§ The task: Repeat each line of the records below exactly.

(Point-per-instance localization data)
╭──
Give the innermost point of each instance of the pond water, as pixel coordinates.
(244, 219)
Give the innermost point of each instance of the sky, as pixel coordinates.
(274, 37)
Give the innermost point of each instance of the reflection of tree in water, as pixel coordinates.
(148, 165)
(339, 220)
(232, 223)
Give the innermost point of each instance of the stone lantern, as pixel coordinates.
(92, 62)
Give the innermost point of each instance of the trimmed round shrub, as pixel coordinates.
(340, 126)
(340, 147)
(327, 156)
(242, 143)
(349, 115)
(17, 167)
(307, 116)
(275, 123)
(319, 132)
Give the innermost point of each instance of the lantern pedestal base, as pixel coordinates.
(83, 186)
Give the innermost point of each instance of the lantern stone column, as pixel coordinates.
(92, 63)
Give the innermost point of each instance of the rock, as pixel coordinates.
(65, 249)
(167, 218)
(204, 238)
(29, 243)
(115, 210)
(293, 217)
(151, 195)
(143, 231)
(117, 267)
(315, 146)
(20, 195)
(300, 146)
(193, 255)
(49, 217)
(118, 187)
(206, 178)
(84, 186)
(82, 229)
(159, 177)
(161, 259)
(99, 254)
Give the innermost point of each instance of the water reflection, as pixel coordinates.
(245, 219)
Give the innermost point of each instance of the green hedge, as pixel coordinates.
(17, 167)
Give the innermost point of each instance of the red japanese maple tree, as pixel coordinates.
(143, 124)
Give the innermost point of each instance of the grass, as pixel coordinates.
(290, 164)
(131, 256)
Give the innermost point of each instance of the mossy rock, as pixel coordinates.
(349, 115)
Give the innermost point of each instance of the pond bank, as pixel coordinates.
╰──
§ Reply:
Give the innermost point of each instance of the pond water, as pixel coordinates.
(244, 219)
Give the innermost point of each instance of the sky, as pixel coordinates.
(274, 37)
Give the innermost point of each instance of the reflection of tree in water, as pixel coordinates.
(148, 165)
(339, 220)
(232, 223)
Give the innermost point of each instance of the stone lantern, as pixel coordinates.
(92, 62)
Give the innermost point of each instance of the trimmed round shrub, as pixel coordinates.
(340, 126)
(340, 147)
(327, 156)
(242, 143)
(349, 115)
(17, 167)
(307, 116)
(275, 123)
(319, 132)
Give the innermost point of each instance of the lantern pedestal base, as pixel coordinates.
(83, 186)
Give the innermost point of each instance of the lantern stone column, as pixel coordinates.
(92, 63)
Give the innermost point of each instance of the rock, as pixel coordinates.
(65, 249)
(167, 218)
(204, 238)
(29, 243)
(115, 210)
(293, 217)
(151, 195)
(143, 231)
(117, 267)
(315, 146)
(20, 195)
(300, 146)
(193, 255)
(49, 217)
(118, 187)
(206, 178)
(84, 186)
(82, 229)
(159, 177)
(161, 259)
(99, 254)
Give the innermost point of each instance of the water reflection, as pixel coordinates.
(245, 219)
Give the innermost point of each instance of the green hedge, as pixel coordinates.
(17, 167)
Give the innermost point of each instance of the red japanese maple tree, as pixel coordinates.
(143, 124)
Give the innermost point of each instance of the grass, as pixel coordinates.
(290, 164)
(131, 256)
Give the innermost point of each instance of the mossy rock, as pixel coordinates.
(349, 115)
Give the innermost point of each instance of the pond bank, as pixel coordinates.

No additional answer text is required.